TASK SET:
1. Name every person mentioned in the investing-interview text below.
2. Show each line of the listing below that contains the string "butterfly". Case counts.

------ SELECTED TEXT

Jason Zweig, who did a bang-up job updating Benjamin Graham's investing classic, The Intelligent Investor, recently conducted an interview with another investing legend, 85-year-old Peter Bernstein. Bernstein has his own contributions to the investing pantheon, the most well-known being his book on the history of financial risk, Against the Gods.
As great a student as Bernstein is in the art of security analysis, where his insights really shine is in the arena of human psychology as it relates to investing. As I was reading the interview, I was reminded once again about what impresses me so much about Peter Bernstein. It's not his intellect, nor is it his discipline -- both of which are considerable. It's his self-awareness. Bernstein knows what he doesn't know. It makes him a much better investor.
But one thing that Bernstein said in this interview struck me as being especially profound. He noted that investors (and I'm paraphrasing) must remember that they don't know the future. We don't really know what's going to happen with something. We never do.

------------
------ DATASET

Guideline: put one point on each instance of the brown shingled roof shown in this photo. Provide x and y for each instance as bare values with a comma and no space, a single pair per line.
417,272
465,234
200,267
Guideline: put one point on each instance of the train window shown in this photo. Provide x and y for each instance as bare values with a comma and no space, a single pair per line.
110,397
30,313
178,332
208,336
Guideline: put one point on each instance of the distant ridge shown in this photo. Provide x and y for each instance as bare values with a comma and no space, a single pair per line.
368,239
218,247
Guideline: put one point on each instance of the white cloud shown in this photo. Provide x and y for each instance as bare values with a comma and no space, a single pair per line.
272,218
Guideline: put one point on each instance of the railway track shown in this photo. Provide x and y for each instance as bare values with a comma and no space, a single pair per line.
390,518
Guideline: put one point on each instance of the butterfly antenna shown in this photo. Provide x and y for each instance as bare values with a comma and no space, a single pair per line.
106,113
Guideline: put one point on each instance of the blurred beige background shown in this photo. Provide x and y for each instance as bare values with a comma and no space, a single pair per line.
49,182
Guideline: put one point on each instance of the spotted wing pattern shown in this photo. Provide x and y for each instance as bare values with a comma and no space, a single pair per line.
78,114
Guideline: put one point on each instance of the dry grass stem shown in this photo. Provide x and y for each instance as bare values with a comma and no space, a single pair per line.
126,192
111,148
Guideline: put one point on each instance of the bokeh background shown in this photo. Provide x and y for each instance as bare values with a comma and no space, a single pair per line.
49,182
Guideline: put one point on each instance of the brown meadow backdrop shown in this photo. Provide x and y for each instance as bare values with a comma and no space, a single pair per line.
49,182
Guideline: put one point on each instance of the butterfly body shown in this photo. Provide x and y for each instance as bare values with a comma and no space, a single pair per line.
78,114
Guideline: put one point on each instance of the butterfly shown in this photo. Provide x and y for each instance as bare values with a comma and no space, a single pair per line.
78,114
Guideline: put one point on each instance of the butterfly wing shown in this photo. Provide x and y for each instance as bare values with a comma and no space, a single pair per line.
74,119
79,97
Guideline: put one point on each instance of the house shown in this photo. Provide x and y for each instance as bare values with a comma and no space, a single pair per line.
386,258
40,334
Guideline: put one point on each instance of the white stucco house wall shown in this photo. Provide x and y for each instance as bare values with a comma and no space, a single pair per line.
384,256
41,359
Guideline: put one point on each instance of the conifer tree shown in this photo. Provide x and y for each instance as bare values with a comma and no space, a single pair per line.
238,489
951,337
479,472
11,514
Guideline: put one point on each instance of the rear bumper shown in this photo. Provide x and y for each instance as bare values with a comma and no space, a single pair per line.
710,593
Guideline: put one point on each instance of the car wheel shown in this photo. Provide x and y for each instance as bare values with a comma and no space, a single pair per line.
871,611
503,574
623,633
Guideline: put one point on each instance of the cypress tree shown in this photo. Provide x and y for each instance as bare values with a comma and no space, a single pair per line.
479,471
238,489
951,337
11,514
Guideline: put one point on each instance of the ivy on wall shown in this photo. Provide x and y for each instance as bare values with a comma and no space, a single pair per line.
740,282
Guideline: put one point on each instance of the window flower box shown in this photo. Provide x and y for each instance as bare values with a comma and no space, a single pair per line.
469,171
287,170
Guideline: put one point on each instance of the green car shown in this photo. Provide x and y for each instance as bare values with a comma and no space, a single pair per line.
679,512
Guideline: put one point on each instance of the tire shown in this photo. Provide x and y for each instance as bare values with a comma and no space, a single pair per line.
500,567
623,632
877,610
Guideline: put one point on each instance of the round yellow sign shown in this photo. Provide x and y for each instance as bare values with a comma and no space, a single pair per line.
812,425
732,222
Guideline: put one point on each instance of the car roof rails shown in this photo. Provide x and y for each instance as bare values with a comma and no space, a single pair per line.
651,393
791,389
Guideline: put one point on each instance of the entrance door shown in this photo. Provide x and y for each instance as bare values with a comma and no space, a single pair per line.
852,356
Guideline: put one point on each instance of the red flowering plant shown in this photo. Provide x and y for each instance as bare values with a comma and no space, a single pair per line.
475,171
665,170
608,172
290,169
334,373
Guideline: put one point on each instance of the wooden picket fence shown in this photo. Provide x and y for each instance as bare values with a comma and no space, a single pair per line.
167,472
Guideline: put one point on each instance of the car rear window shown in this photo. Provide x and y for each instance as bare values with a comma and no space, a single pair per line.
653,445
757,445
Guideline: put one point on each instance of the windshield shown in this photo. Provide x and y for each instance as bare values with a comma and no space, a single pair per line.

------------

FULL SOLUTIONS:
1. Jason Zweig, Benjamin Graham, Peter Bernstein

2.
Guideline: put one point on each instance of the butterfly antenna shown in this photo. Provide x and y for each instance as bare values with a comma and no space, a single pair per line.
Guideline: put one point on each instance of the butterfly body shown in this photo. Provide x and y for each instance as bare values with a comma and no space, a single pair per line.
Guideline: put one point on each instance of the butterfly shown in this photo. Provide x and y for each instance as bare values with a comma and no space, a single pair per line.
Guideline: put one point on each instance of the butterfly wing shown in this photo. Provide x and y for each instance as bare values with a comma and no space, a single pair per line.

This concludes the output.